- _Lavoro da svolgere_
Ricopia senza alcuna modifica le righe dei dati a partire da quella che contiene "Where can you see the multi-story" e proseguendo fino alla fine dei dati, estremi compresi.

- _Dati estratti_
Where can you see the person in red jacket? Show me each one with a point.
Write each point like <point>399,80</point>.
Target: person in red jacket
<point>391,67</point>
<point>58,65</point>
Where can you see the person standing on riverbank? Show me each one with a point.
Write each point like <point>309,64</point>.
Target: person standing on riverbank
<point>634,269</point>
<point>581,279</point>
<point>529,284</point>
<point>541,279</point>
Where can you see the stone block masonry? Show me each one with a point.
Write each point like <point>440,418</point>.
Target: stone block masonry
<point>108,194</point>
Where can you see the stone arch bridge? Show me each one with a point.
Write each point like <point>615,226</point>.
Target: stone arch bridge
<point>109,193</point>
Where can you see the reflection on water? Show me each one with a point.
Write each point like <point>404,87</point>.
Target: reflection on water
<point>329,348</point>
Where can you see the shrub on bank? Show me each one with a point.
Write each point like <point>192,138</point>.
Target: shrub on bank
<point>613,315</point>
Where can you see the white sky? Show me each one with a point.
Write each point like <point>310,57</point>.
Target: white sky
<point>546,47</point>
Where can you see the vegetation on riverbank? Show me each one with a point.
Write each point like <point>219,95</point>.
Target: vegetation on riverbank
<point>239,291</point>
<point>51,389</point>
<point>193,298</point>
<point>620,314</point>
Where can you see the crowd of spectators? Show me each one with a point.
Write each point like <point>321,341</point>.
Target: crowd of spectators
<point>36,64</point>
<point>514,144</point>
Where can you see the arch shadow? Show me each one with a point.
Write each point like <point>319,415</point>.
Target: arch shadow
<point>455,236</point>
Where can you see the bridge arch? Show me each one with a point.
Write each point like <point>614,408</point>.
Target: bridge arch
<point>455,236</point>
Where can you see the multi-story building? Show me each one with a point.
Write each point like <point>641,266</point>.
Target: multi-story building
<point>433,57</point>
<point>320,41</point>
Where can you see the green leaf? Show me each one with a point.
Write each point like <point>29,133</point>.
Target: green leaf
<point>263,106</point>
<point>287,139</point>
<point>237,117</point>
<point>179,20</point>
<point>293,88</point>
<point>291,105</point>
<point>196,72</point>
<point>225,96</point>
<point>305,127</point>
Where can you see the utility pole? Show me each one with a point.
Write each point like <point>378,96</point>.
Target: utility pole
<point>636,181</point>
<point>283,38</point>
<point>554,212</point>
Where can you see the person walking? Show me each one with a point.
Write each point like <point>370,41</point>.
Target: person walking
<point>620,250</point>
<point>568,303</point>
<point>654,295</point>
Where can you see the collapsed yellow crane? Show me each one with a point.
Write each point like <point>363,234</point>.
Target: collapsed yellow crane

- _Soluzione esercizio_
Where can you see the multi-story building? Show me each one with a point.
Write each point like <point>641,266</point>.
Target: multi-story building
<point>433,57</point>
<point>320,41</point>
Where can you see the green leaf? Show me each one with a point.
Write each point like <point>29,133</point>.
Target: green leaf
<point>263,106</point>
<point>287,139</point>
<point>237,117</point>
<point>179,20</point>
<point>293,88</point>
<point>291,105</point>
<point>196,72</point>
<point>225,96</point>
<point>305,127</point>
Where can you see the utility pole? Show me each one with a point.
Write each point like <point>378,96</point>.
Target: utility pole
<point>636,181</point>
<point>283,38</point>
<point>554,212</point>
Where can you see the person walking? Show me each one with a point.
Write each point like <point>370,41</point>.
Target: person walking
<point>620,250</point>
<point>568,303</point>
<point>654,295</point>
Where can you see the collapsed yellow crane? Show me each one with a point.
Write each point like <point>363,234</point>.
Target: collapsed yellow crane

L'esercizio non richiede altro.